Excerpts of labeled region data

==================================================

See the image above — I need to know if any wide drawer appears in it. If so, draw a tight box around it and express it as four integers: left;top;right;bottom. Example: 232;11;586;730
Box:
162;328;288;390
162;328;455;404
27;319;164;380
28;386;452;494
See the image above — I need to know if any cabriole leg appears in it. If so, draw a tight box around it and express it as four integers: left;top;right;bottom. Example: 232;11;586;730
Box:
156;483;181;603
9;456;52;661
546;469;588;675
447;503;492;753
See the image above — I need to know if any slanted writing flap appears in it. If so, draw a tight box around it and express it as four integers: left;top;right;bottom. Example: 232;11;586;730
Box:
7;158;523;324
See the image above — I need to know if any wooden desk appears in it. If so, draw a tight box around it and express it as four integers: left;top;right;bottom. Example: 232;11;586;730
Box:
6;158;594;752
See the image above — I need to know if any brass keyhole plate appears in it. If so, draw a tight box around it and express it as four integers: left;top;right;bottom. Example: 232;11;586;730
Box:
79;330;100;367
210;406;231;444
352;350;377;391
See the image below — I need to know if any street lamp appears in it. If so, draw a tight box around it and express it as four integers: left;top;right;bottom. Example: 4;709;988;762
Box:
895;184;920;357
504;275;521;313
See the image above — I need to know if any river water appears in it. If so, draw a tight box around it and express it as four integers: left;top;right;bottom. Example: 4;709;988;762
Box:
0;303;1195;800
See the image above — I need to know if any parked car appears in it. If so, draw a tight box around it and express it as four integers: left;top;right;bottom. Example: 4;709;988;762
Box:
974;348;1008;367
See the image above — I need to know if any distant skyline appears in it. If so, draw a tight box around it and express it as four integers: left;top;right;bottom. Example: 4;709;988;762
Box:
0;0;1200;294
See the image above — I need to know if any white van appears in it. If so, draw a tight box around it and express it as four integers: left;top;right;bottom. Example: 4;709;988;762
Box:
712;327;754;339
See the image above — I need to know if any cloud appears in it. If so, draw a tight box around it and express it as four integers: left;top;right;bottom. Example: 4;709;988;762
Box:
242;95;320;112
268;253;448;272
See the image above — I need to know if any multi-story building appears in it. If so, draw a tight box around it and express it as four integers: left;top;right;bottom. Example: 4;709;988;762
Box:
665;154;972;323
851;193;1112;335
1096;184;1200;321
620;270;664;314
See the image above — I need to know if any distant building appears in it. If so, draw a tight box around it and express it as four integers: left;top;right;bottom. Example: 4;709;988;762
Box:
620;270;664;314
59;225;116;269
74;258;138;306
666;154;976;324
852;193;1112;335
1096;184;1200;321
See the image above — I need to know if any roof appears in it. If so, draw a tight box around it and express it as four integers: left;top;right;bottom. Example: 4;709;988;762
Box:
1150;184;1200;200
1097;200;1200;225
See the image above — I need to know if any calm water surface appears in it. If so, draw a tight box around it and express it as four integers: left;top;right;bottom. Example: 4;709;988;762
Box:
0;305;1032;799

==================================================

## [THE PROBLEM]
Edit the items starting at the beginning and ending at the line that contains "6;158;594;752", both ends included, by replacing "integers" with "whole numbers" and leaving everything else unchanged.

## [TASK RESULT]
See the image above — I need to know if any wide drawer appears in it. If so, draw a tight box around it and express it as four whole numbers: left;top;right;bottom. Example: 232;11;586;730
Box:
162;328;288;390
162;328;455;404
27;319;164;380
28;386;452;494
See the image above — I need to know if any cabriole leg appears in it. If so, draw a tight box around it and express it as four whole numbers: left;top;right;bottom. Example: 232;11;586;730
Box:
156;483;181;603
9;456;52;661
546;469;588;675
447;503;492;753
See the image above — I need to know if any slanted writing flap appears in it. If so, draw a tight box around it and express it as four whole numbers: left;top;right;bottom. Example: 232;11;586;730
Box:
7;158;523;324
See the image above — I need to know if any wooden desk appears in it. If so, draw a tight box around it and express it as four whole numbers: left;top;right;bottom. Example: 232;11;586;730
Box:
6;158;594;752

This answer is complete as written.